Coordinate labeling data:
══════
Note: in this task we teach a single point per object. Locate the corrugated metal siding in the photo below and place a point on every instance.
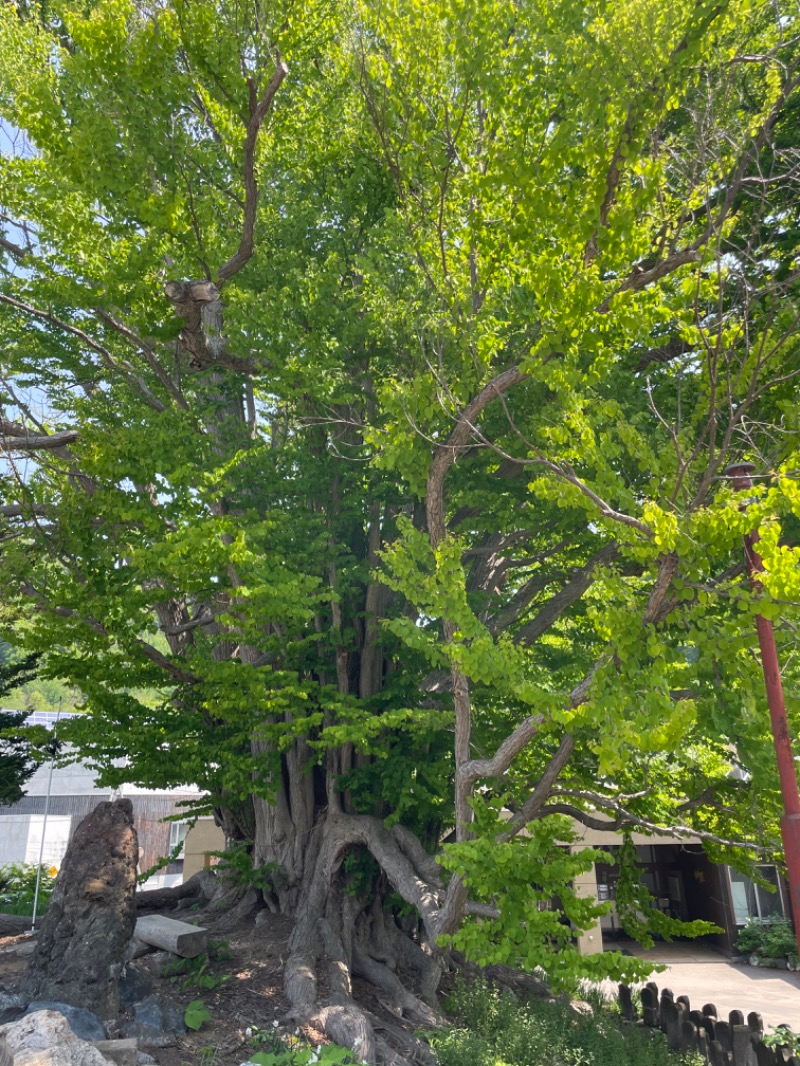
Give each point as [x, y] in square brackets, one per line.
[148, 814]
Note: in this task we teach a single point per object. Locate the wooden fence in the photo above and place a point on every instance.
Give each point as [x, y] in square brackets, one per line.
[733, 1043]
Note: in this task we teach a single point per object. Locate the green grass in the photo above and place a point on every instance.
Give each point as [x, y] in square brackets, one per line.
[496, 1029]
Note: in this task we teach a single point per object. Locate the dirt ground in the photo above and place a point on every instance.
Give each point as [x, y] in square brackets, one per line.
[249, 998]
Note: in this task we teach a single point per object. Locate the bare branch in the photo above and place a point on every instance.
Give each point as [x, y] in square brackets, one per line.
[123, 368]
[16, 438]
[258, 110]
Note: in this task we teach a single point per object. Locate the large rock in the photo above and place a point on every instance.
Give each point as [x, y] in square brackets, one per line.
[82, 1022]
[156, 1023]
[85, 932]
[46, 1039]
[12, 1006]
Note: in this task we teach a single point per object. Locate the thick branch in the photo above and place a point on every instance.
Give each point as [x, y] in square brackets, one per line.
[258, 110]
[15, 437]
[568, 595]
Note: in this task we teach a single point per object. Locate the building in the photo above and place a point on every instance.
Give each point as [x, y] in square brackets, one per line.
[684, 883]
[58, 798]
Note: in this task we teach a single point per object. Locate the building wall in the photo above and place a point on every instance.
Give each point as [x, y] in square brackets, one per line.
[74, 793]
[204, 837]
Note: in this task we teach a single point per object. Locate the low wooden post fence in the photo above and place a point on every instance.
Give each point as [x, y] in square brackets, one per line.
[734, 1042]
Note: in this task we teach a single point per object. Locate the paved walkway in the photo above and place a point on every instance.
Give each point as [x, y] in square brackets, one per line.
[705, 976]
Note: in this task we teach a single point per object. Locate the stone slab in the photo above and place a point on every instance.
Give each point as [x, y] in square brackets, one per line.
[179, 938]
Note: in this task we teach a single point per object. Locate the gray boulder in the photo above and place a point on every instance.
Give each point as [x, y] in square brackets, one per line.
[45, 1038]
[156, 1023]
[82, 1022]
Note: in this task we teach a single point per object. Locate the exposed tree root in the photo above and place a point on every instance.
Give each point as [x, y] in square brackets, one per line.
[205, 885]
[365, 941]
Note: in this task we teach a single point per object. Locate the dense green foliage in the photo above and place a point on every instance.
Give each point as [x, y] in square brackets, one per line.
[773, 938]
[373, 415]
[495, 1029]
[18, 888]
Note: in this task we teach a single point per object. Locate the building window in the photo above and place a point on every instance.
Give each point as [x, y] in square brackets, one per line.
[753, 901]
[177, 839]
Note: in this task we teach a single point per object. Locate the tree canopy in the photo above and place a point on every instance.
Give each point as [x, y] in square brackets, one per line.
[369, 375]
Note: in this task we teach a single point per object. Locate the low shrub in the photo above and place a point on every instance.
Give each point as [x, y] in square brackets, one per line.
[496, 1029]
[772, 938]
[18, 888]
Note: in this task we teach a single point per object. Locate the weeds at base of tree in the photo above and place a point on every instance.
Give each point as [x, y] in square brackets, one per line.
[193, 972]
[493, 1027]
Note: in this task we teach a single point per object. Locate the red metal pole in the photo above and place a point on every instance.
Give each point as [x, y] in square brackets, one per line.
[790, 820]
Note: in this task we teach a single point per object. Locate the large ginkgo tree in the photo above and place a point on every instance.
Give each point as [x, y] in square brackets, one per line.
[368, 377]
══════
--- PROBLEM STATEMENT ---
Reproduce the listing above from the line with "Locate the bare" to the line with "[734, 1042]", both included, keeping the request lines unchanged and scaling every answer coordinate by 1.3, rounded to the nearest whole number with halves rounded up. Return those lines only.

--- RESULT ---
Note: in this task we teach a single point per object. Locate the bare branch in the photo above and place a point on every instance.
Give each point as [x, y] in square brackets, one per line.
[160, 478]
[21, 569]
[335, 143]
Note: in this task we teach a single point per object. Locate the large rock in the photo above and place a point on every instance.
Give each point as [x, y] in square brackets, one per line.
[107, 1329]
[203, 1330]
[111, 1212]
[60, 1351]
[16, 1308]
Note: in this task we teach a single point per object. Locate the thick branch in the photo above and place a point on every instance.
Give each point as [x, y] in square brackets, one per line.
[335, 143]
[20, 568]
[738, 774]
Note: in this task we teach a single point per object. Locate the building in the photo above and place a point on every instance.
Give each point as [x, y] in square brackets, one per line.
[889, 1148]
[75, 1037]
Note: in this task we teach a single point per object. Locate the building wall in the photo above and place a point on every instance.
Give each point as [x, y] in square brackets, one per line.
[96, 1031]
[265, 1088]
Note: in this task we teach a single point per object. Locate the low wooden post fence in the photo above and place a point on every instance.
Give each point as [x, y] in square brackets, one per line.
[954, 1355]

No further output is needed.